● Given problem:
Take all the material and copy it exactly.

[Dataset records]

◆ ◆ ◆ ◆ ◆

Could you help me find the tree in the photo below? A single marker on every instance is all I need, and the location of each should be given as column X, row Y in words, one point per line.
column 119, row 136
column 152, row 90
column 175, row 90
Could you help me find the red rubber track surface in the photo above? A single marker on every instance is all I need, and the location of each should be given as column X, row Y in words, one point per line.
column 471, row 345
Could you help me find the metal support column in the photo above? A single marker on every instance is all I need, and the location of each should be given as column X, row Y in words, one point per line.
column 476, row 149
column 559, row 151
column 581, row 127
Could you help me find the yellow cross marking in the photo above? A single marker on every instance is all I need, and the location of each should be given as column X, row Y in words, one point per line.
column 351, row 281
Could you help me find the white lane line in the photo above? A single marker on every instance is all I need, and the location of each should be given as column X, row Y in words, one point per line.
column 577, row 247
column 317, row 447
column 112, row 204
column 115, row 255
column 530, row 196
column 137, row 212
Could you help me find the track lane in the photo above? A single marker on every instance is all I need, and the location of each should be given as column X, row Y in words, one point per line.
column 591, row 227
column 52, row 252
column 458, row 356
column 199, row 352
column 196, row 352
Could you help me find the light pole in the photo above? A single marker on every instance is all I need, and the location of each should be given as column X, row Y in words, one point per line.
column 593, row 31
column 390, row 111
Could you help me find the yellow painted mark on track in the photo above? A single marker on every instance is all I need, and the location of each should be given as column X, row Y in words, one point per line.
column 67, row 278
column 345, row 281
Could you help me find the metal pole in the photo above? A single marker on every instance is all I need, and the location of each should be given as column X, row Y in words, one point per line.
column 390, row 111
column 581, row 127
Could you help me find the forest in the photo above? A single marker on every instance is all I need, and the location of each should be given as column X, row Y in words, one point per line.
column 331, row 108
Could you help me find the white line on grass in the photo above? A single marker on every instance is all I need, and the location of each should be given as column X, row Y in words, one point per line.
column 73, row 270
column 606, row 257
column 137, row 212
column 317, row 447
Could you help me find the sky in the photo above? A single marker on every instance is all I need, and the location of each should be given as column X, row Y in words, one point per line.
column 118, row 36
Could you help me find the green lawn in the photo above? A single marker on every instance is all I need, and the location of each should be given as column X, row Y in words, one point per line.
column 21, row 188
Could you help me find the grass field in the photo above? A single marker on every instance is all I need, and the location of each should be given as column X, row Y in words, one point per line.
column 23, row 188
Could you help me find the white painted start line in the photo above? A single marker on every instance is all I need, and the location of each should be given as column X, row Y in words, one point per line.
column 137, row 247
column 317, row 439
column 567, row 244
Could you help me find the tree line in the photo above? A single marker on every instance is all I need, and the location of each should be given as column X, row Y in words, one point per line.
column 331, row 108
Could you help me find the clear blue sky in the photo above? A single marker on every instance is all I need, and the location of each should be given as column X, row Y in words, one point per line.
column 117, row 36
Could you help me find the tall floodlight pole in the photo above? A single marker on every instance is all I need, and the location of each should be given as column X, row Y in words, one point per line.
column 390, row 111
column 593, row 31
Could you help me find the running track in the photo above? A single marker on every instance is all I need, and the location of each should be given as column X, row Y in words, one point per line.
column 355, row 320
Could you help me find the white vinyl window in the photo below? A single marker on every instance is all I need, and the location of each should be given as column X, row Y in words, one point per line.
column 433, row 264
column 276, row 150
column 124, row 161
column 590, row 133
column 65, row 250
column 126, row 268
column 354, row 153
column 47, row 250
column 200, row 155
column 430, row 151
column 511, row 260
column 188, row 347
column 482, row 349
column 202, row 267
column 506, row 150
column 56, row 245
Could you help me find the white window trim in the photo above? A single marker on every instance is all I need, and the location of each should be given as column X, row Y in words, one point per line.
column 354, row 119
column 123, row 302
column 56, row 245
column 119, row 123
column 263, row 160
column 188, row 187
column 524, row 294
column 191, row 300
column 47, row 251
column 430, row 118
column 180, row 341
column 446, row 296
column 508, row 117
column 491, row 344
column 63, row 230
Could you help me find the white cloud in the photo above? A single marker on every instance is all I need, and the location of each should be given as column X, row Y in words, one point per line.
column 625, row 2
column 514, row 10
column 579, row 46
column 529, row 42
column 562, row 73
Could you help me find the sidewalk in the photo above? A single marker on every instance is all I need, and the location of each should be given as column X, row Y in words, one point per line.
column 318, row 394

◆ ◆ ◆ ◆ ◆

● Answer to the problem:
Could you help me find the tree in the photo below? A single marker on every instance is all I need, and the location of each should be given as column X, row Y in words, one point per line.
column 119, row 136
column 152, row 90
column 175, row 90
Could you help me find the red rubber track surface in the photo above? A single marker on every instance is all I need, and the location of each should be given as column X, row Y in words, one point per line.
column 471, row 345
Could you help me find the metal support column in the photo above? A single marker on every instance is all I need, and the location of each should be given as column X, row Y in words, one point per line.
column 476, row 149
column 559, row 151
column 581, row 127
Could you help me find the yellow cross marking in the photo above? A single marker on every instance is all I need, and the location of each should be given as column X, row Y in words, one point per line.
column 351, row 281
Could you help me find the white lane line in the photo above? A single marker on every instance is all I need, and the location of each should be given as column X, row Y in words, one point per line.
column 577, row 247
column 317, row 447
column 112, row 204
column 115, row 255
column 530, row 196
column 137, row 212
Could you help me find the track lane in the photo above? A single marker on every instance is all I need, and the location of each should be given as column X, row Y in words, one point per line.
column 591, row 227
column 52, row 252
column 458, row 356
column 199, row 352
column 196, row 352
Could you help me find the light pole in the photo above? A single marker on every instance is all I need, and the location of each should be given as column X, row Y in words, one point per line.
column 593, row 31
column 390, row 111
Could you help me find the yellow painted mark on track in the photo above? A single marker on every instance is all I need, and the location of each should be given as column X, row Y in words, one point per line.
column 67, row 278
column 345, row 281
Could you help me find the metal pole in the photo above? A single marker on every instance is all I need, and the location of each should be given as column X, row Y in words, one point per line.
column 390, row 111
column 581, row 127
Could you help me find the forest in the photo above? A single marker on every instance is all I need, and the location of each should be given as column X, row Y in words, one point per line.
column 331, row 108
Could you help me find the white line on grass in the photo above? A single marker on every instance is all I need, and the location of each should be given as column X, row Y in words, one point per line.
column 73, row 270
column 606, row 257
column 137, row 212
column 317, row 447
Could you help me find the sky in the photo above? A single marker on every instance is all I need, and the location of each should be given as column X, row Y in words, one point per line.
column 118, row 36
Could you help me find the green lawn in the photo above? A single marker on every instance is all I need, and the location of each should be given as column X, row Y in words, one point per line.
column 21, row 188
Could you help me find the grass field in the photo above? A single marker on every instance is all I need, and the location of each should be given as column X, row Y in words, one point per line.
column 23, row 188
Could you help me find the white painted start line in the photo above? A single marker on every instance is all I need, and the location of each should be given as column X, row Y in words, one point per line.
column 137, row 247
column 317, row 439
column 567, row 244
Could you help me find the tree line in the photo above? A single marker on every instance is all I need, and the location of each should be given as column X, row Y in words, one point per line.
column 331, row 108
Could you help me find the clear blue sky in the photo above? A single marker on every instance is all I need, and the location of each should be given as column X, row Y in words, one point per line.
column 117, row 36
Could you help me find the tall floodlight pole in the photo above? A single marker on every instance is all I need, and the location of each should be given as column X, row Y in words, one point per line.
column 390, row 111
column 593, row 31
Could you help me find the running track in the photo above? A single marker on every instance is all I need, and the location of each should be given as column X, row Y in words, one point per line.
column 355, row 320
Could you help me find the white vinyl window in the photo below? A single marker on every instance is all I need, and the location of each should be given as column X, row Y in words, one point per line.
column 433, row 264
column 276, row 150
column 124, row 161
column 590, row 133
column 65, row 250
column 126, row 268
column 354, row 153
column 47, row 250
column 200, row 155
column 430, row 151
column 511, row 260
column 188, row 347
column 482, row 349
column 202, row 267
column 506, row 150
column 56, row 245
Could you help me find the white window trim in the photo above? A single marker on every instance is all I need, and the location of each should be given as column X, row Y in words, one point per line.
column 354, row 119
column 123, row 302
column 56, row 245
column 119, row 123
column 263, row 160
column 188, row 187
column 524, row 294
column 191, row 300
column 47, row 251
column 430, row 118
column 180, row 341
column 446, row 296
column 508, row 117
column 491, row 344
column 63, row 230
Could you help me find the white cloud in the photo above? A single marker on every instance is all I need, and the location of each should be given as column X, row Y in words, one point per line.
column 625, row 2
column 514, row 10
column 579, row 46
column 529, row 42
column 562, row 73
Could you help me find the sidewalk in the photo above? A single marker on every instance is all I need, and the location of each should be given as column X, row Y in words, one point per line.
column 318, row 394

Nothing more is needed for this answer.